● Exercise prompt
List every line in the material below that contains the word "wooden", treating uppercase and lowercase as distinct.

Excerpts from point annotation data
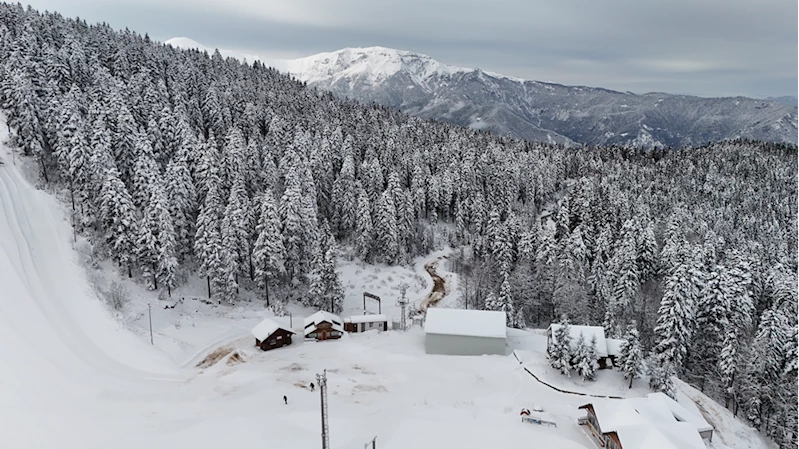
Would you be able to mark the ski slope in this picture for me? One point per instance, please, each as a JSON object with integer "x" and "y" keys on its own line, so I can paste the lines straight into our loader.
{"x": 73, "y": 378}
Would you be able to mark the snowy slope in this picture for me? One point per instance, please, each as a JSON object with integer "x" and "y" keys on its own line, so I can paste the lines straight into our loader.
{"x": 73, "y": 378}
{"x": 544, "y": 111}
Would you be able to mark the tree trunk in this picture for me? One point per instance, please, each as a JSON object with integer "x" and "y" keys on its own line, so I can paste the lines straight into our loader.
{"x": 266, "y": 286}
{"x": 155, "y": 278}
{"x": 44, "y": 169}
{"x": 252, "y": 269}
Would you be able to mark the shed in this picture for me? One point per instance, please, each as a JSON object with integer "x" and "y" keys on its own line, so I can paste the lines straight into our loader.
{"x": 464, "y": 332}
{"x": 639, "y": 423}
{"x": 363, "y": 323}
{"x": 323, "y": 325}
{"x": 270, "y": 335}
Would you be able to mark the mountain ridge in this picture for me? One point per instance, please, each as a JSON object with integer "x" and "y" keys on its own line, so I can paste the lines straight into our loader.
{"x": 535, "y": 110}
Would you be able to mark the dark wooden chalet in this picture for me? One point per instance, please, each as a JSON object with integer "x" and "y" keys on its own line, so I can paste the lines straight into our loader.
{"x": 323, "y": 326}
{"x": 270, "y": 335}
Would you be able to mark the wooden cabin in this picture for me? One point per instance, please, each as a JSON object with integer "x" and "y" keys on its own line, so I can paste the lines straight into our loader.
{"x": 363, "y": 323}
{"x": 644, "y": 423}
{"x": 323, "y": 325}
{"x": 270, "y": 335}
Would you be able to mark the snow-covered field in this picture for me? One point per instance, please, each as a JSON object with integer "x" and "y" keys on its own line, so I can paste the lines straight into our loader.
{"x": 74, "y": 376}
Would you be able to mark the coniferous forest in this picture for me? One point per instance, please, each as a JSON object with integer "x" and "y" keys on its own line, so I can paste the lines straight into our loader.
{"x": 177, "y": 161}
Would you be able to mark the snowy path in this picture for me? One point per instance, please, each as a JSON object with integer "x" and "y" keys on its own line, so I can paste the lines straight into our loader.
{"x": 439, "y": 286}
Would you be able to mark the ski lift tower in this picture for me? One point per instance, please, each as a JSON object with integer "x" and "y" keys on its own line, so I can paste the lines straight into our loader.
{"x": 403, "y": 302}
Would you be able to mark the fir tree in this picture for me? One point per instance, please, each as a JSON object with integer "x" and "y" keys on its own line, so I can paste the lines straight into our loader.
{"x": 268, "y": 252}
{"x": 586, "y": 358}
{"x": 363, "y": 228}
{"x": 560, "y": 351}
{"x": 674, "y": 317}
{"x": 630, "y": 359}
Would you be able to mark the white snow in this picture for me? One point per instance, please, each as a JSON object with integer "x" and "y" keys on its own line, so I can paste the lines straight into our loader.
{"x": 320, "y": 317}
{"x": 266, "y": 328}
{"x": 366, "y": 319}
{"x": 368, "y": 64}
{"x": 645, "y": 423}
{"x": 73, "y": 377}
{"x": 187, "y": 43}
{"x": 682, "y": 413}
{"x": 475, "y": 323}
{"x": 588, "y": 333}
{"x": 614, "y": 346}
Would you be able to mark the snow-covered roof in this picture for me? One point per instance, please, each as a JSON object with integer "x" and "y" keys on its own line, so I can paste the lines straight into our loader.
{"x": 645, "y": 423}
{"x": 266, "y": 328}
{"x": 614, "y": 346}
{"x": 475, "y": 323}
{"x": 319, "y": 317}
{"x": 682, "y": 413}
{"x": 366, "y": 319}
{"x": 588, "y": 332}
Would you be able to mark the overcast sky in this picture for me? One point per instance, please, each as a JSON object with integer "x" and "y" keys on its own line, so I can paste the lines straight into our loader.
{"x": 696, "y": 47}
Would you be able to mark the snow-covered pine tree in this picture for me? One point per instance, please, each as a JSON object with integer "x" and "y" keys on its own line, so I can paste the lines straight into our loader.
{"x": 712, "y": 310}
{"x": 182, "y": 200}
{"x": 363, "y": 228}
{"x": 118, "y": 217}
{"x": 675, "y": 315}
{"x": 660, "y": 372}
{"x": 631, "y": 357}
{"x": 326, "y": 292}
{"x": 505, "y": 301}
{"x": 585, "y": 359}
{"x": 386, "y": 229}
{"x": 145, "y": 171}
{"x": 235, "y": 239}
{"x": 560, "y": 351}
{"x": 268, "y": 251}
{"x": 208, "y": 240}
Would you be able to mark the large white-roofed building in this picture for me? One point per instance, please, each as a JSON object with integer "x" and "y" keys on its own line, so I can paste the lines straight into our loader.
{"x": 464, "y": 332}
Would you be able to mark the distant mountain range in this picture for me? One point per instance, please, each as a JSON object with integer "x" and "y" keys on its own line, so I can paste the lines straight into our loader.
{"x": 422, "y": 86}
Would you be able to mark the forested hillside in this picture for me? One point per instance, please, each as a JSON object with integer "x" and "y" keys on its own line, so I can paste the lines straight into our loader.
{"x": 178, "y": 162}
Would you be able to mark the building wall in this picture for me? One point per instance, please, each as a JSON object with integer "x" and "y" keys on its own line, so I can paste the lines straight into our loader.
{"x": 463, "y": 345}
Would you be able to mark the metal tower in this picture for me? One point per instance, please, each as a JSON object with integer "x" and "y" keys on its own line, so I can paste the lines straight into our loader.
{"x": 321, "y": 379}
{"x": 403, "y": 302}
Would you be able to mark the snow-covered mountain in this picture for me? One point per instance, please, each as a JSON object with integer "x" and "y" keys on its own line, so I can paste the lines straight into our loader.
{"x": 420, "y": 85}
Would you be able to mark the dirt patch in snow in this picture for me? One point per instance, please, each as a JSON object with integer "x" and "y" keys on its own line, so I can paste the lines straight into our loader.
{"x": 377, "y": 388}
{"x": 214, "y": 357}
{"x": 294, "y": 367}
{"x": 235, "y": 359}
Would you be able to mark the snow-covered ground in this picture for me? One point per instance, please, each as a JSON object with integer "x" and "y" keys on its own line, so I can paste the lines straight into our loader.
{"x": 76, "y": 375}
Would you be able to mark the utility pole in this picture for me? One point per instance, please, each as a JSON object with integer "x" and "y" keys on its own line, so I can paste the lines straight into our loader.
{"x": 403, "y": 302}
{"x": 150, "y": 315}
{"x": 321, "y": 380}
{"x": 266, "y": 286}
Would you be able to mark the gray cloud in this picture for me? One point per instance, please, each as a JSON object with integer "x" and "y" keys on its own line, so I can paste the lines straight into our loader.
{"x": 699, "y": 47}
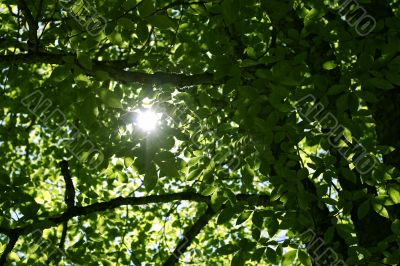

● Task output
Would you be able to mark the dark wooden chalet in this picture for me? One point per instance, please, each as a JSON object with integer "x" and "y" keys on its own line, so I can paste the lines straight into our loader.
Would you be able to mark the wooden cabin in this picture for me? One point per instance, please, each as a JSON object with integer "x" and "y" keys on its own line, so I can paste the lines straight into our loader.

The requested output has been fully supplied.